__Your instructions__
Locate every row below that contains the word "blond" and copy each of those rows in full.

__Entries__
□ □ □ □ □

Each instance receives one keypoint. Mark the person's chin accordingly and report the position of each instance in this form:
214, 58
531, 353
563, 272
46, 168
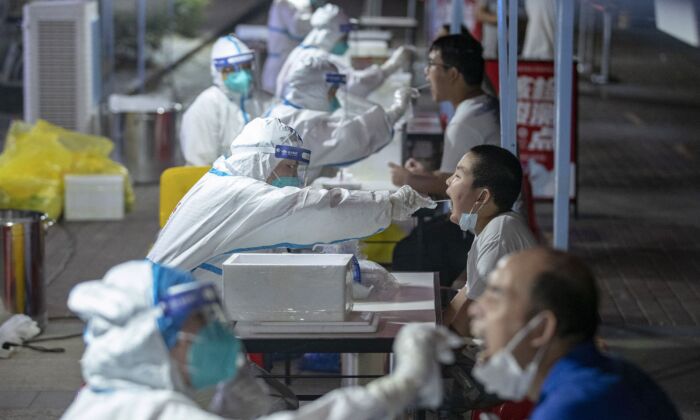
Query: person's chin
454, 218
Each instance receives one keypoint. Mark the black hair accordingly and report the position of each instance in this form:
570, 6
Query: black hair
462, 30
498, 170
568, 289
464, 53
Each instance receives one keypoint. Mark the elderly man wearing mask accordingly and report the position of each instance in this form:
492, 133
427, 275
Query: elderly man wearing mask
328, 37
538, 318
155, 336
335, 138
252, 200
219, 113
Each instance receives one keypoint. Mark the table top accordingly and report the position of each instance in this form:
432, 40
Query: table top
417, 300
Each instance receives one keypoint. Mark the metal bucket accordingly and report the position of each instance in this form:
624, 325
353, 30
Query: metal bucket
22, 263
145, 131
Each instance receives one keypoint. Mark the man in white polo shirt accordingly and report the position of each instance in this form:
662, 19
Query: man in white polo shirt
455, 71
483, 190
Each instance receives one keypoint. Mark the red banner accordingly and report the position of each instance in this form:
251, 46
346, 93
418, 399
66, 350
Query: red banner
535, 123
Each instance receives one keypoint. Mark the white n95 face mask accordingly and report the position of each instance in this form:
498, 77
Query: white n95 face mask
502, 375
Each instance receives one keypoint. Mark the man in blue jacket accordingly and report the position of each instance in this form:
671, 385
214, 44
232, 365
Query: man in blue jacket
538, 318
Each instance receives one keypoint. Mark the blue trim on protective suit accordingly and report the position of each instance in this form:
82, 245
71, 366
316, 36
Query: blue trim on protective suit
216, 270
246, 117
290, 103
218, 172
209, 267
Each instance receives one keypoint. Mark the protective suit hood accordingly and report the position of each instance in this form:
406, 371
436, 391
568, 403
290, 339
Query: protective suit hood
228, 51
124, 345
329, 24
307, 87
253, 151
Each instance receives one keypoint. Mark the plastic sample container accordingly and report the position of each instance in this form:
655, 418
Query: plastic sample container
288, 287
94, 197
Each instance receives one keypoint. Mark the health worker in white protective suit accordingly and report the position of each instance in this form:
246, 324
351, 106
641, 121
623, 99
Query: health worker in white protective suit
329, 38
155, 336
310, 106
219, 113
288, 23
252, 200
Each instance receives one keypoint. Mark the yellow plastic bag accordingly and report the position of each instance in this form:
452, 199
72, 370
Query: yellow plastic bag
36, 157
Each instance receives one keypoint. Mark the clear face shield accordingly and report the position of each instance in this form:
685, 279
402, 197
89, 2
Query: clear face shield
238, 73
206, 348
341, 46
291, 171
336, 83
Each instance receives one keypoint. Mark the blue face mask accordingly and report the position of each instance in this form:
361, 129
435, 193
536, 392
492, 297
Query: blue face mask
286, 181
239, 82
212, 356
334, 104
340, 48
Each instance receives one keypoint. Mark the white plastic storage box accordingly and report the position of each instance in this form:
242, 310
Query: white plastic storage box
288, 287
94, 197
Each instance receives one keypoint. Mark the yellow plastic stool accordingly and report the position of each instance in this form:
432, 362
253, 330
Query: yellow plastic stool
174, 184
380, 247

□ □ □ □ □

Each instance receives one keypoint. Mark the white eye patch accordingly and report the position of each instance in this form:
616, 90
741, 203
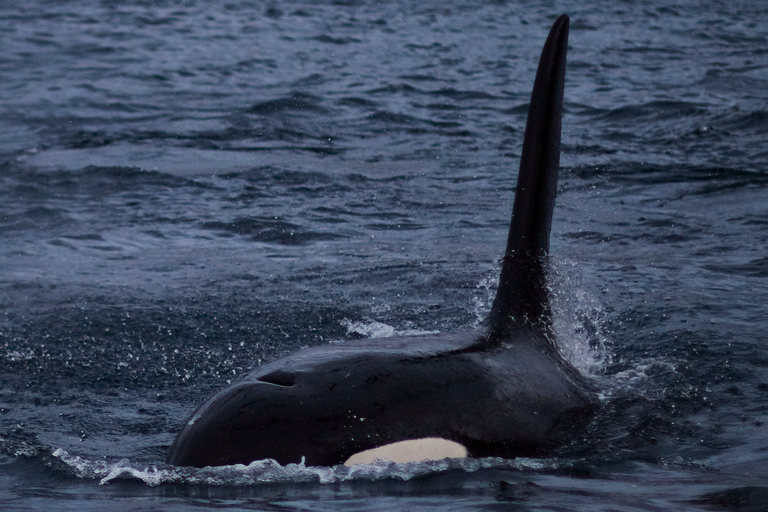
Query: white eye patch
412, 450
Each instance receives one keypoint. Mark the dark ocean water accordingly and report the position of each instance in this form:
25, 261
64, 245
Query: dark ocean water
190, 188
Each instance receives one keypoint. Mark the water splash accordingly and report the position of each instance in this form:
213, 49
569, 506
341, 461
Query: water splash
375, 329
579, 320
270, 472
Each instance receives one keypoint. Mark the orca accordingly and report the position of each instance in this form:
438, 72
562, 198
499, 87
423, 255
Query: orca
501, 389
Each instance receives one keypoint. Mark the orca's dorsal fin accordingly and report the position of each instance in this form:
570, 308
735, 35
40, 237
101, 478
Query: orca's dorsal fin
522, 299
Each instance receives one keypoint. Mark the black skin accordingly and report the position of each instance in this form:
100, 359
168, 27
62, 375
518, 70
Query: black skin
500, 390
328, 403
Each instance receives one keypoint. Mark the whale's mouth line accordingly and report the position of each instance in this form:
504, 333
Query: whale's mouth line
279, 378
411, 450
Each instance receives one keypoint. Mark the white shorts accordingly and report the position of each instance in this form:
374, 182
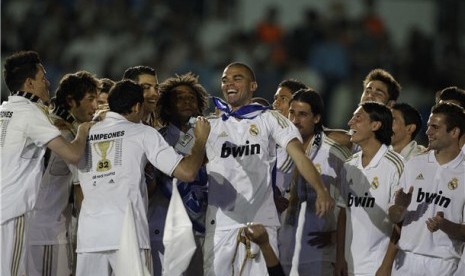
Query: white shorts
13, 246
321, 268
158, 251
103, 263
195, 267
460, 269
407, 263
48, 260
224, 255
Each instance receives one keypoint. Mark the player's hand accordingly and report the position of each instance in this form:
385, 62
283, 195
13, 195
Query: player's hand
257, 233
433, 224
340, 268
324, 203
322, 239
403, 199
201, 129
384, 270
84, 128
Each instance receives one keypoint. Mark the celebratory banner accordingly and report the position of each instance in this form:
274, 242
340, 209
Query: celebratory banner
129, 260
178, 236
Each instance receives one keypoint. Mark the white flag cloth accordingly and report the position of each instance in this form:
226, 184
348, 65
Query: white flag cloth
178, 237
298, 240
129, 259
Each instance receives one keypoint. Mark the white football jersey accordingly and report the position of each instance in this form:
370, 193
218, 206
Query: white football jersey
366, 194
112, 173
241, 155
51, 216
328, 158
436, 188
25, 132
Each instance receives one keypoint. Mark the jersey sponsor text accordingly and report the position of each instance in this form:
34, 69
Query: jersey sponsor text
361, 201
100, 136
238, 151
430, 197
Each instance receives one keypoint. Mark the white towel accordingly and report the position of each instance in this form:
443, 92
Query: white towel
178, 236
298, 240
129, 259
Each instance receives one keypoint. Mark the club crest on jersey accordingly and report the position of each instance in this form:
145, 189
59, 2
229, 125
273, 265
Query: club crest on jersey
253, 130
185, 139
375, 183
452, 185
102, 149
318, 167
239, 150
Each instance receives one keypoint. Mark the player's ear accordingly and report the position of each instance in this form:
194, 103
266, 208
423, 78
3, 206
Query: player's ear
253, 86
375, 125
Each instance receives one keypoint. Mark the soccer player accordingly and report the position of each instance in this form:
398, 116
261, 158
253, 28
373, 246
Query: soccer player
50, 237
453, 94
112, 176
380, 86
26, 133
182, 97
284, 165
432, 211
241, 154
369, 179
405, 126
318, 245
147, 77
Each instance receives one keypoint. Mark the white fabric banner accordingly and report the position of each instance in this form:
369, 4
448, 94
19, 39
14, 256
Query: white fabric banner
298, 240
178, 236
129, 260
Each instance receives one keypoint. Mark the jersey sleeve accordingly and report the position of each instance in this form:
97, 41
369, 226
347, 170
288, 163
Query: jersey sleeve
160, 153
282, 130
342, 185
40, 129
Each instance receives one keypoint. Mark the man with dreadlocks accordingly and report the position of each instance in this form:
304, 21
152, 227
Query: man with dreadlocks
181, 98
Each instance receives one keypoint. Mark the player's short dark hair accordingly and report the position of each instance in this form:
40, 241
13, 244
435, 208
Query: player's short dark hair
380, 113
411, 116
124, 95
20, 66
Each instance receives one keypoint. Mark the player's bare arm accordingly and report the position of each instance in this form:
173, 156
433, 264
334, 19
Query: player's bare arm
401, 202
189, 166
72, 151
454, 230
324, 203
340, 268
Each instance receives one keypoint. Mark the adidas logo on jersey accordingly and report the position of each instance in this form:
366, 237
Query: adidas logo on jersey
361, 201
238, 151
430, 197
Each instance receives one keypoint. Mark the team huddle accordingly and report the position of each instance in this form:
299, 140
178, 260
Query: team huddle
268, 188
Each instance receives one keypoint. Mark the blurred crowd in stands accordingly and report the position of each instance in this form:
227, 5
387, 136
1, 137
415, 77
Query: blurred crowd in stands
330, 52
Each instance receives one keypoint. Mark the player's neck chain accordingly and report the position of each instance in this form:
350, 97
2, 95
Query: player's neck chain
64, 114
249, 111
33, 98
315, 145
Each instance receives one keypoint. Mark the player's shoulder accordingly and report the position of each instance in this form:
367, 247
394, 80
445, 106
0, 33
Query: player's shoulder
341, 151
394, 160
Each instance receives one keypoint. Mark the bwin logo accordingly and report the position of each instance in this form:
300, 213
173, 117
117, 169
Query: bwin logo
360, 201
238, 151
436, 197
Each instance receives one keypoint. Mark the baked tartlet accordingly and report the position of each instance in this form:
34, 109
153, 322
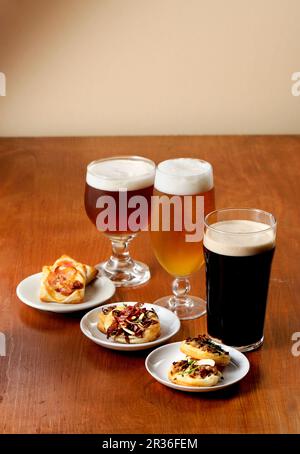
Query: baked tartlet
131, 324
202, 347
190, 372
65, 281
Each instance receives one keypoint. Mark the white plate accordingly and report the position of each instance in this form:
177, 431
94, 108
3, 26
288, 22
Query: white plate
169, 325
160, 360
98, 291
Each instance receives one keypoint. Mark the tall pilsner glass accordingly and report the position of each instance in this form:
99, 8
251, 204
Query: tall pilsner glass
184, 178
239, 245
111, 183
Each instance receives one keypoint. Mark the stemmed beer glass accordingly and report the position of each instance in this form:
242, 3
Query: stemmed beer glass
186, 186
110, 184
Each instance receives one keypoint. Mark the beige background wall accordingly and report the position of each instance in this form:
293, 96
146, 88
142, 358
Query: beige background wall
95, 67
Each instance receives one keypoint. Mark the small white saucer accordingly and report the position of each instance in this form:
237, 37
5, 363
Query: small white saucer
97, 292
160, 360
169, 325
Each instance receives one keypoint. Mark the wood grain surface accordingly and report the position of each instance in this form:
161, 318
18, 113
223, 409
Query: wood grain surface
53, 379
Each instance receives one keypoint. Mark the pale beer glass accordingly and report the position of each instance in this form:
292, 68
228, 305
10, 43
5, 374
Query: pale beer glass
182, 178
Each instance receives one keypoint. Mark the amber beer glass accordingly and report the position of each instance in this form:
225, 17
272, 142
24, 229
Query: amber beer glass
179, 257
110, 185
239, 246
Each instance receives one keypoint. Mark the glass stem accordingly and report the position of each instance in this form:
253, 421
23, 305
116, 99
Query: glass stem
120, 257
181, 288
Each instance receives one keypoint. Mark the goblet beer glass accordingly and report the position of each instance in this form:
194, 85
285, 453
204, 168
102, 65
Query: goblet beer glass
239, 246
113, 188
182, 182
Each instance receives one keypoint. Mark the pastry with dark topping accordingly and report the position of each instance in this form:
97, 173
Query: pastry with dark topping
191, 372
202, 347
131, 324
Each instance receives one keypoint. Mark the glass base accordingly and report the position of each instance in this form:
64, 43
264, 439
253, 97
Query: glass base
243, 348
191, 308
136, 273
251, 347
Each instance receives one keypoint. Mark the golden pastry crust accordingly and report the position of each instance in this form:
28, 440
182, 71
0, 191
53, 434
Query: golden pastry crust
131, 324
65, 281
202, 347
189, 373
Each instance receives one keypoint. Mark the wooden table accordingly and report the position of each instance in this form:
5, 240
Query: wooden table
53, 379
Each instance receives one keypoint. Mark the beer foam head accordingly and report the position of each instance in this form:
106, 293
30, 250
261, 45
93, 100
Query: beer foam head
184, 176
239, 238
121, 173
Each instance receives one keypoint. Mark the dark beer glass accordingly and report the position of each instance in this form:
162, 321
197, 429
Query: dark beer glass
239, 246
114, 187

□ □ □ □ □

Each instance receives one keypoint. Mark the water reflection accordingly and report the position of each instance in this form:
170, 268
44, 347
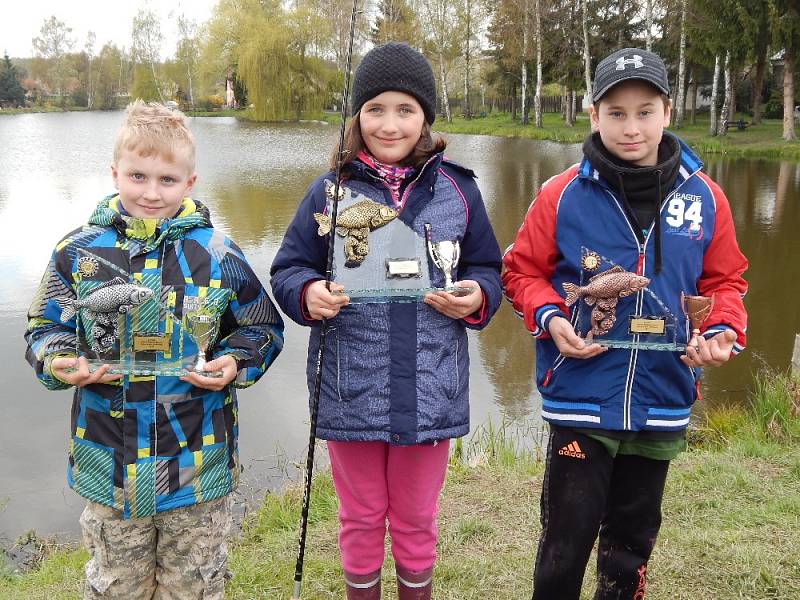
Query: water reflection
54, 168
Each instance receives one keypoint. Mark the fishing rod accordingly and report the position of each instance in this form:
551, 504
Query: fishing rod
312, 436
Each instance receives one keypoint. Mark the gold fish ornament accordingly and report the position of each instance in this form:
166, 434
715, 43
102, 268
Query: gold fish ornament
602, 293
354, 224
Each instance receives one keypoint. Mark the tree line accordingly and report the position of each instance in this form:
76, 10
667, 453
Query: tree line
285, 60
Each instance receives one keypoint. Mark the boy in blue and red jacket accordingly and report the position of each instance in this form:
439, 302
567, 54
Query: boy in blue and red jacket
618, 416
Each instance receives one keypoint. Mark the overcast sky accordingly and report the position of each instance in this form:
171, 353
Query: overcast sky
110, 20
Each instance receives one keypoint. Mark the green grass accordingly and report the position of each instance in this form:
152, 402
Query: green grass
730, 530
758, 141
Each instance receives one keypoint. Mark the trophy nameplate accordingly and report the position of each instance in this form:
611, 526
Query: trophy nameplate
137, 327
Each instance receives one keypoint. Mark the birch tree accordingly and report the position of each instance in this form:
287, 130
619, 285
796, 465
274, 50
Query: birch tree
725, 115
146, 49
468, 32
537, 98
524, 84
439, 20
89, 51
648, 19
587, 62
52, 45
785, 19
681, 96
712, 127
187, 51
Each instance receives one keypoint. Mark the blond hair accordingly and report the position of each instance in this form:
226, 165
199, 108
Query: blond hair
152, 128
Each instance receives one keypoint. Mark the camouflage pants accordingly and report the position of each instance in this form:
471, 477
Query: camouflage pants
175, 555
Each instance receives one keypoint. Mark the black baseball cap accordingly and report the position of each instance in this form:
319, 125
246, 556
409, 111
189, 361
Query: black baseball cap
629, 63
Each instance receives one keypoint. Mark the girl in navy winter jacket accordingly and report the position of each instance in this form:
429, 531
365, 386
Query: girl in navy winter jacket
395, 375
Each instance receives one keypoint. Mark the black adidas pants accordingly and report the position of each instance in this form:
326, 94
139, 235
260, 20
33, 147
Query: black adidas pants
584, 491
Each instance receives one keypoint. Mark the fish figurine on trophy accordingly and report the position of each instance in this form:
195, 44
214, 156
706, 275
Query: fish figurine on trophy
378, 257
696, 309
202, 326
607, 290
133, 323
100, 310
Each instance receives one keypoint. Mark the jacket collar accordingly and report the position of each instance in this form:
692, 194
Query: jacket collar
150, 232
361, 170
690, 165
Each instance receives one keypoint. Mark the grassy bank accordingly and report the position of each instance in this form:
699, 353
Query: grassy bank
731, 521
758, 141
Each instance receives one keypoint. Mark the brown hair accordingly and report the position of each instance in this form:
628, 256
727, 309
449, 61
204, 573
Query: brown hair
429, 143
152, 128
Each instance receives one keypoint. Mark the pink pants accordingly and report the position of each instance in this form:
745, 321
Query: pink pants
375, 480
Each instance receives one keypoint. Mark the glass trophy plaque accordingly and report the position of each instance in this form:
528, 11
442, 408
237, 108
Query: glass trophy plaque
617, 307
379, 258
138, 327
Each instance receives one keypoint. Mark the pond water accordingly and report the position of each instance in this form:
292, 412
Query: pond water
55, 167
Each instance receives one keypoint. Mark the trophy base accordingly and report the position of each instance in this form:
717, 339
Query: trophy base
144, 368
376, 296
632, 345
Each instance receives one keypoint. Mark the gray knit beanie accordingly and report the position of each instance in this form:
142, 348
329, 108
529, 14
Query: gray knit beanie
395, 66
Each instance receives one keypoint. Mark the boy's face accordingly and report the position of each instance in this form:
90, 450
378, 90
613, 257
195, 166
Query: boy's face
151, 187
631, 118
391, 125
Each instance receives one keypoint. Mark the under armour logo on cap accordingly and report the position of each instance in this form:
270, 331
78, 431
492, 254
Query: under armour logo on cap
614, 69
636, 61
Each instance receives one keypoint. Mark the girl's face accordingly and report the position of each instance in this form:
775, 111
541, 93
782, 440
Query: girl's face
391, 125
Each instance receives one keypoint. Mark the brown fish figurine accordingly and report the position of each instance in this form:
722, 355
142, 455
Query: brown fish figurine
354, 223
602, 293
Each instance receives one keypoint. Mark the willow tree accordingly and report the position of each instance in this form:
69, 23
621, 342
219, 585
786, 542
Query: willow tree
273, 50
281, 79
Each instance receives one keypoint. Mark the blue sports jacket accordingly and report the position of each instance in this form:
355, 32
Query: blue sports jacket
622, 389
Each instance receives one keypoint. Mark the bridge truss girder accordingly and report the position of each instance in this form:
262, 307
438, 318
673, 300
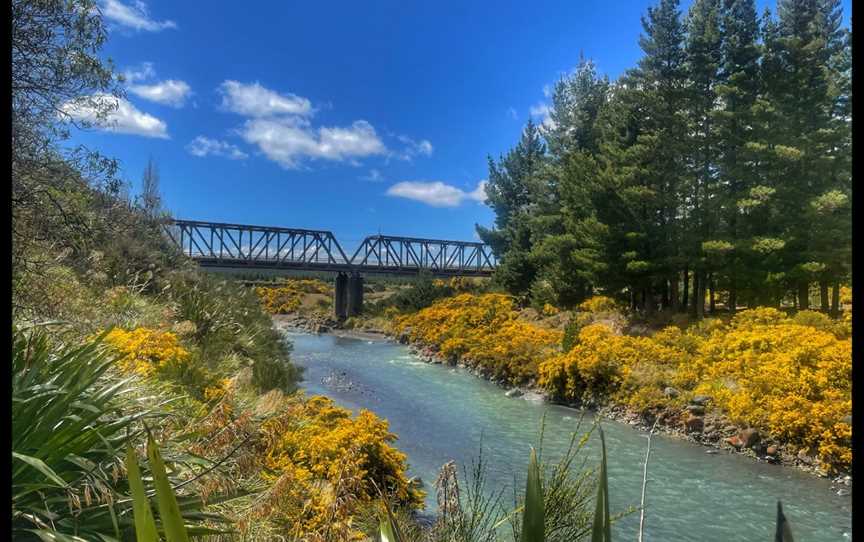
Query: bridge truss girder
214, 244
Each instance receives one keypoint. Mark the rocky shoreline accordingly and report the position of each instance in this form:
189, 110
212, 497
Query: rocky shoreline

□ □ □ □ □

__Result below__
Each instance receives one keypoint. Mark the blond hair accordingly and report the position of each instance in this form:
Query: blond hair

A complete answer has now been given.